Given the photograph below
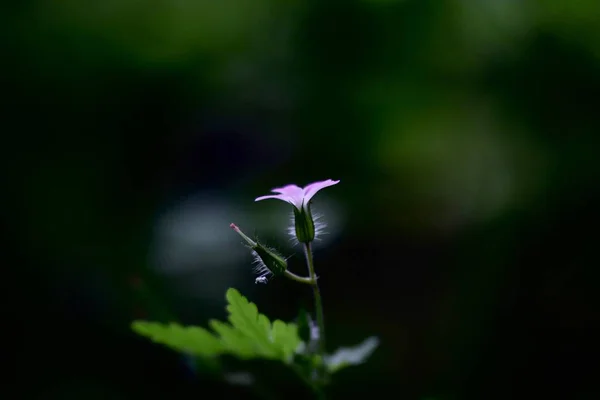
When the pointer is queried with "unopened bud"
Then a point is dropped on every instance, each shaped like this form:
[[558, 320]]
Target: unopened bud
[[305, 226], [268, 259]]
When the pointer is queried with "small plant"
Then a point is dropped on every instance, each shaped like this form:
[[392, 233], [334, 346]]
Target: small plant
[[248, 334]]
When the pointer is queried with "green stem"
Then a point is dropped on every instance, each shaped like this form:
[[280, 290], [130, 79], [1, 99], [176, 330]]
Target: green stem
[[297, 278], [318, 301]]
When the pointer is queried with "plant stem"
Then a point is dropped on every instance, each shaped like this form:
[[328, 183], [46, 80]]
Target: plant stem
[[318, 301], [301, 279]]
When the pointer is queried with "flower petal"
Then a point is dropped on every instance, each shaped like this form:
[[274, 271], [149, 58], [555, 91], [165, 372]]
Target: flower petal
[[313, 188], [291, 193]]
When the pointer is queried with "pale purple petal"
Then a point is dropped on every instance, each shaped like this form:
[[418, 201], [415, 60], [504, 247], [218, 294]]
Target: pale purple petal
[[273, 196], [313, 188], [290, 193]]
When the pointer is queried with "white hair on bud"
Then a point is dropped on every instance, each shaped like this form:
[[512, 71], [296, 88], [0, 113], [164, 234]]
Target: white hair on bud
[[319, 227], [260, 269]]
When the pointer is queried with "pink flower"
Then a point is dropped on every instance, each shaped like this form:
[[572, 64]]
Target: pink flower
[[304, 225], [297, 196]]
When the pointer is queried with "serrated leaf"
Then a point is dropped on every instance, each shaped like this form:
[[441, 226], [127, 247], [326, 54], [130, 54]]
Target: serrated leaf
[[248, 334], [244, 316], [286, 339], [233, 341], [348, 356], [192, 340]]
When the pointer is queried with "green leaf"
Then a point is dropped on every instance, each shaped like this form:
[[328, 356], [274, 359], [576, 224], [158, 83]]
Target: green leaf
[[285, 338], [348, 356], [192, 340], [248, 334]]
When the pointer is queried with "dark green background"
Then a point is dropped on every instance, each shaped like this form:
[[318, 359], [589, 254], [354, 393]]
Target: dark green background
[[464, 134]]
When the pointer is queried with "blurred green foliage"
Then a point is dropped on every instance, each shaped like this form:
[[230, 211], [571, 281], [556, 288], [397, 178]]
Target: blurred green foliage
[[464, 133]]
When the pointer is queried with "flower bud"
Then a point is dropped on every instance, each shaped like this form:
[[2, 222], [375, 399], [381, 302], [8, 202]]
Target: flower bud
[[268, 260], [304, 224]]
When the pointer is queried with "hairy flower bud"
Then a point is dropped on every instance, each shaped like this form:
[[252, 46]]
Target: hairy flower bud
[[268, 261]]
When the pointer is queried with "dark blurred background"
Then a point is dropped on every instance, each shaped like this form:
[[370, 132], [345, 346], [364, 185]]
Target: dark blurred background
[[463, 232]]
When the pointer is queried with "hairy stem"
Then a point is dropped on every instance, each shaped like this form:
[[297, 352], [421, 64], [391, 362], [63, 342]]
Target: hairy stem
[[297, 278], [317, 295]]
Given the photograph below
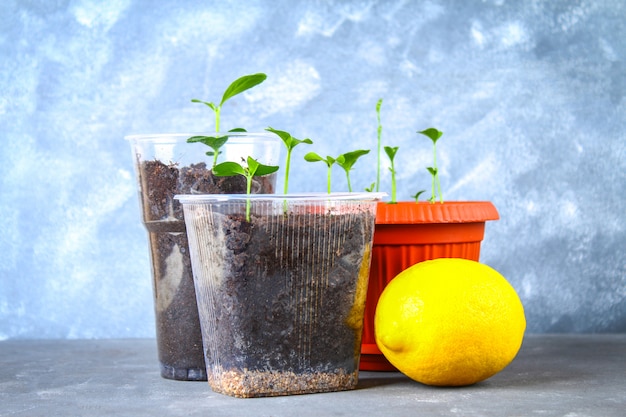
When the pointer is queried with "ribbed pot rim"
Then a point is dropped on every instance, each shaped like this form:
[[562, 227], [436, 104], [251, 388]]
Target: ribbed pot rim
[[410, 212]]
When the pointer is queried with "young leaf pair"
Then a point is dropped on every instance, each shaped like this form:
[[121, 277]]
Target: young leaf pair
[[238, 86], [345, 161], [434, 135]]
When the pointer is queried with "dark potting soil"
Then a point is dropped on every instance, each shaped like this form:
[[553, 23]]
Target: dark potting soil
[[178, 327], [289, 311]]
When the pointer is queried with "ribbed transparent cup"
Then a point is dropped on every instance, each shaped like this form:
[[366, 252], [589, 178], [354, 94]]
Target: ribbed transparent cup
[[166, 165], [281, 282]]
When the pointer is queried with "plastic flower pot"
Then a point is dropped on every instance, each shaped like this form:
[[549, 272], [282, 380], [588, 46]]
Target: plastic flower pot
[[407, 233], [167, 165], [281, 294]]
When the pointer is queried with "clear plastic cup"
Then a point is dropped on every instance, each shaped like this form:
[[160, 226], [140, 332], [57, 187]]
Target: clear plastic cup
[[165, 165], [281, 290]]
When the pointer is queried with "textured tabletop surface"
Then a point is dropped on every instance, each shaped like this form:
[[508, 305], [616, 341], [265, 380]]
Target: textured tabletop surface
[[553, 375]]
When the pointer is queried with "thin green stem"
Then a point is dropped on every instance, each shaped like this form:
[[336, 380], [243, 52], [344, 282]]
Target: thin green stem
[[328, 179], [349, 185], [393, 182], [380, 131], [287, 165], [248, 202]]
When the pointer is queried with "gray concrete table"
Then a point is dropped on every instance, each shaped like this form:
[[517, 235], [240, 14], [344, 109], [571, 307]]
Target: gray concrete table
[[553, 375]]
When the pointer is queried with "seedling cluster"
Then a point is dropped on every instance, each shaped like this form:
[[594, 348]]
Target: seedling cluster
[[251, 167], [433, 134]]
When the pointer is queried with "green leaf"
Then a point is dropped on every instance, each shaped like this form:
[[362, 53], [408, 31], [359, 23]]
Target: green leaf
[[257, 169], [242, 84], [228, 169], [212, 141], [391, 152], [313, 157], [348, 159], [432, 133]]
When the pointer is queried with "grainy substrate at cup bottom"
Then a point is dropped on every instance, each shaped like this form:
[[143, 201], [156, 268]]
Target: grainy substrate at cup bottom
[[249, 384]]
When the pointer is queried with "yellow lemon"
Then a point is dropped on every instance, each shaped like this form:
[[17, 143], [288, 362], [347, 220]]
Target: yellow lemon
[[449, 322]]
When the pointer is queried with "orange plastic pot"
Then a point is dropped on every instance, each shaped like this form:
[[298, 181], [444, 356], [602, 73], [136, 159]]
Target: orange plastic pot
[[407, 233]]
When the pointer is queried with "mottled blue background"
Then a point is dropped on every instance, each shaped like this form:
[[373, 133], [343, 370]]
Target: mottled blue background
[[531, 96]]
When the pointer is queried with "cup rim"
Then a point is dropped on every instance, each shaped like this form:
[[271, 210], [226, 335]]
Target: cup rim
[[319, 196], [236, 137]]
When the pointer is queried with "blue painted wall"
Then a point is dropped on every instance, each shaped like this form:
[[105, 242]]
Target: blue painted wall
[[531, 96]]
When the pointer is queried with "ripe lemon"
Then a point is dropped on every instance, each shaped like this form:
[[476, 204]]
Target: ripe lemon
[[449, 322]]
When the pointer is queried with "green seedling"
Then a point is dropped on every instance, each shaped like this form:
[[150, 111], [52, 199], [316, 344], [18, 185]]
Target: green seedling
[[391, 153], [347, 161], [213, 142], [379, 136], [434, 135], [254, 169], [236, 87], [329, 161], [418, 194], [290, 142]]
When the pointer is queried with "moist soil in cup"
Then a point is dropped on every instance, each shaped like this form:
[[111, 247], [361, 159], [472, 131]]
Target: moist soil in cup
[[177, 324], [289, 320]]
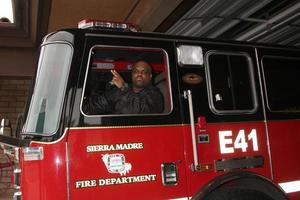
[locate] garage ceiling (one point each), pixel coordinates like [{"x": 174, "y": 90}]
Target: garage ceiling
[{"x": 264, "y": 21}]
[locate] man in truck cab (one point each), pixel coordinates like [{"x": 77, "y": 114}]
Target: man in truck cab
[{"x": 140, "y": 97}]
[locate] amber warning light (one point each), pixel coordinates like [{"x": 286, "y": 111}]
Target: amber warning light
══════════════════════════════
Task description. Give back the full listing exactly, with pictures dropped.

Result.
Given the photograph below
When the pointer is queried with "unopened bud"
Then a point is dropped on every instance, each shaped like this form:
[[558, 320]]
Target: unopened bud
[[305, 226], [268, 259]]
When the pointer is queried with "small plant"
Then a point is dropped on every instance, each shaped like this form:
[[392, 233], [334, 346]]
Target: small plant
[[248, 334]]
When the pointer is queried with "green stem"
Then a point is dropped on every instance, each shaped like this form:
[[280, 290], [130, 79], [1, 99], [176, 330]]
Target: green stem
[[297, 278], [318, 301]]
When the pointer is queried with "plant stem"
Then a point is dropped on every instance, each shaped like this form:
[[328, 183], [46, 80]]
Target: plant stem
[[318, 301], [301, 279]]
When the pointer is queried with "flower petal"
Then a point is dropped on every instance, each shaped like this form:
[[274, 271], [149, 58], [555, 91], [165, 372]]
Target: flower petal
[[313, 188], [291, 193]]
When the pointer is queried with "pale purple petal"
Then a point is dropped on every instance, each shaped like this form:
[[418, 201], [415, 60], [504, 247], [218, 294]]
Target: pale purple petal
[[273, 196], [313, 188], [290, 193]]
When the pointer is queried with "white hair on bud"
Then a point is dropped on every instance, each shaped like this form:
[[512, 71], [296, 88], [0, 113], [164, 234]]
Target: white hair on bud
[[319, 227], [260, 269]]
When the pointer is queried with "pink flower"
Then a point is dropped on every instance, each shaped like this form:
[[572, 64]]
Target: pink flower
[[304, 225], [297, 196]]
When the pointer is queried with "serrated leaf"
Then a point is dropped on every instance, each shaped like this form:
[[441, 226], [127, 247], [326, 54], [130, 54]]
Target: serrated leaf
[[248, 334], [244, 316], [286, 339], [233, 341], [348, 356], [192, 340]]
When the pointer is queried with "green leaf"
Then a point is dropped on every instance, each shaped like this form:
[[328, 356], [274, 359], [576, 224], [158, 83]]
Target: green leaf
[[285, 338], [348, 356], [192, 340], [248, 334]]
When the pointer is queried with "dark green background"
Then a point is dropped on every instance, each shaped like this form:
[[318, 359], [589, 254], [354, 393]]
Target: dark green background
[[464, 134]]
When the pointer is queried with "blurred green foliage"
Then a point is dropped on every instance, each shaped like this form:
[[230, 211], [571, 281], [556, 288], [397, 178]]
Target: blurred green foliage
[[464, 133]]
When the pointer is queried with "flower bud"
Then a point is dropped on every instance, each shaped like this form:
[[2, 222], [375, 399], [381, 302], [8, 202]]
Target: flower bud
[[268, 260], [304, 224]]
When the pointer is queried with "hairy flower bud"
Then a point is dropped on every instance, each shaped like this form:
[[252, 46]]
Target: hairy flower bud
[[268, 261]]
When the pointer is queried with "dark blurred background"
Then a point is dropped on every instance, each shaped like this form:
[[370, 132], [345, 346], [364, 185]]
Target: dark blurred background
[[463, 232]]
When the pointer is queried with "hairy stem"
Then a point is dropped on every instance, each shaped like this form:
[[297, 352], [421, 64], [391, 362], [63, 342]]
Target: hairy stem
[[297, 278], [317, 295]]
Given the photograph below
When the pointer is queried with "ribbed pot rim"
Then a point is dropped on every instance, each shaped like this form:
[[562, 227], [436, 104], [251, 388]]
Target: ribbed pot rim
[[410, 212]]
When the pointer is queried with "young leaf pair"
Then a point is dropped on every instance, each shaped like this form:
[[121, 277]]
Target: young leaf pair
[[238, 86], [345, 161], [434, 135]]
When the pointer is queried with "dark potting soil"
Then a point is dropped on every instance, each shaped like this form:
[[553, 23]]
Target: dark potting soil
[[178, 327], [289, 311]]
When the pointer is queried with "ribbed transparent cup"
Then a point is dropped on every instance, each shaped like this form:
[[366, 252], [589, 178], [354, 94]]
Target: ribbed transparent cup
[[166, 165], [281, 282]]
When the pointer is queried with "plastic flower pot"
Then a point is dropped on every instance, each shaped like this form:
[[549, 272], [282, 380], [588, 46]]
Target: plastic flower pot
[[407, 233], [167, 165], [281, 294]]
When the pointer is queried with "clear plastic cup"
Then a point is dropped on every instance, each shaped like this form:
[[160, 226], [140, 332], [57, 187]]
Target: clear plastic cup
[[165, 165], [281, 290]]
When the pointer is queried with "textured tabletop surface"
Then a point is dropped on every instance, each shaped like this form:
[[508, 305], [616, 341], [265, 380]]
Target: textured tabletop surface
[[553, 375]]
When the pointer is queried with "thin green stem"
Then a point is dropped on every instance, each shaped like this form:
[[336, 380], [243, 52], [344, 282]]
Target: thin green stem
[[328, 179], [349, 185], [393, 182], [380, 131], [287, 165], [248, 202]]
When the pointer is queried with "gray concrete table"
Then a point is dropped on every instance, each shaped like this form:
[[517, 235], [240, 14], [344, 109], [571, 307]]
Target: gray concrete table
[[553, 375]]
When the pointer is queried with "seedling cluster"
Then a point is dropped on every instance, each shaped like this form:
[[594, 348]]
Target: seedling cluster
[[251, 167], [433, 134]]
When the pointer is queried with "green leaf"
Then a point is dropped on every instance, each shaped like this form:
[[362, 53], [408, 31], [359, 23]]
Target: green leaf
[[257, 169], [242, 84], [228, 169], [212, 141], [391, 152], [313, 157], [348, 159], [432, 133]]
When the pointer is queried with "grainy substrate at cup bottom"
Then a point is dropped on every instance, each shaped like this form:
[[143, 201], [156, 268]]
Target: grainy substrate at cup bottom
[[249, 384]]
When the pointer is queried with "yellow lemon"
Then a point is dropped on every instance, each shaped like this form:
[[17, 143], [288, 362], [347, 220]]
Target: yellow lemon
[[449, 322]]
When the pointer is queried with "orange plastic pot"
Then a point is dropped on every instance, each shaped like this form:
[[298, 181], [444, 356], [602, 73], [136, 159]]
Target: orange plastic pot
[[407, 233]]
When the pointer is queried with "mottled blue background"
Then a point is dropped on every instance, each shaped like this form:
[[373, 133], [343, 370]]
Target: mottled blue background
[[531, 96]]
When the pointer is queried with "cup rim"
Then a point is dropped on every instance, each shaped like this form:
[[271, 210], [226, 335]]
Target: cup rim
[[319, 196], [236, 137]]
When the pointer is queried with "blue painted wall"
Then a point is dropped on every instance, each shaped like this form:
[[105, 242]]
Target: blue painted wall
[[531, 96]]
When the pointer is queried with "ripe lemon"
Then a point is dropped on every instance, each shaped like this form:
[[476, 204]]
Target: ripe lemon
[[449, 322]]
When the pointer is queried with "green seedling"
Then a point is dropped on every instance, each shaped like this form:
[[150, 111], [52, 199], [316, 344], [18, 185]]
Target: green seedling
[[391, 153], [347, 161], [213, 142], [379, 136], [434, 135], [254, 169], [236, 87], [329, 161], [418, 194], [290, 142]]
When the pointer is queried with "moist soil in cup"
Then a point is dropped on every instance, each shaped like this form:
[[111, 247], [361, 159], [472, 131]]
Target: moist soil in cup
[[177, 324], [289, 320]]
[locate] garage ceiling (one point each), pixel coordinates like [{"x": 174, "y": 90}]
Target: garage ceiling
[{"x": 264, "y": 21}]
[locate] man in truck cab (one point each), pixel coordinates like [{"x": 77, "y": 114}]
Target: man in truck cab
[{"x": 140, "y": 97}]
[locate] amber warning light (one point each), pixel coordinates like [{"x": 286, "y": 111}]
Target: amber warning light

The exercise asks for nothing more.